• Excerpted text
--*--
June 5: When you think of a cold drink, you think of its sweet taste, the fizz, and the sparkling bubbles under your nose. But not for a moment do you imagine animal parts being mixed in it.

And yet that is what seems to be happening, says a report in The Hindu newspaper. The use of animal ingredients in ‘vegetarian’ food products is more common than you can ever dream of.

According to the report, an organisation called the Animal Welfare Board of India has brought out a list of vegetarian food products containing disguised animal supplements. What’s more, these ingredients are undeclared by the manufacturers.

Do You Know What You are Eating? [Illustration by Anand James Dev]
Do You Know What You are Eating? [Illustration by Anand James Dev]

The breads and buns that are part of our breakfast table are glazed with eggs or animal fats, with the help of a pig bristle brush. Calcium phosphate of animal origin (bones) is sometimes used to improve the dough-making properties of bread.

Gelatin, used commonly for many food preparations is actually obtained by boiling animal bones, connective tissues, animal skins, tendons and ligaments in the water. And chewing gum that we thought used vegetable gum actually has gelatin as one of its ingredients!

The story doesn’t end here. Remember the silver foil that often decorates Indian sweets like barfis? It seems the foil is made by placing thin metal strips between steaming intestines of freshly slaughtered animals and then pounded between the ox-gut.

Even the milk chocolate that we all love to devour any day, uses an ingredient called shellac. This ingredient is derived by killing lakhs of insects. An innocent looking product like chyawanprash, makes use of powdered antlers obtained illegally from killed deer. The list is endless.
--*--
• Material provided
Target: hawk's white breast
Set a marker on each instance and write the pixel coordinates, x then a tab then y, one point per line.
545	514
--*--
• Objective 1
Answer these questions using the article on animal ingredients in vegetarian food, one line each:
(a) Which organisation brought out the list of vegetarian food products?
(b) What are breads and buns glazed with, and with the help of what?
(c) Which ingredient in milk chocolate is named, and how is it derived?
• Objective 2
Translate this sentence from the article on animal ingredients in vegetarian food into Spanish: "Calcium phosphate of animal origin (bones) is sometimes used to improve the dough-making properties of bread."

• Correct output 1
(a) The Animal Welfare Board of India.
(b) Eggs or animal fats, with the help of a pig bristle brush.
(c) Shellac, which is derived by killing lakhs of insects.

• Correct output 2
El fosfato de calcio de origen animal (huesos) se utiliza a veces para mejorar las propiedades de elaboración de la masa del pan.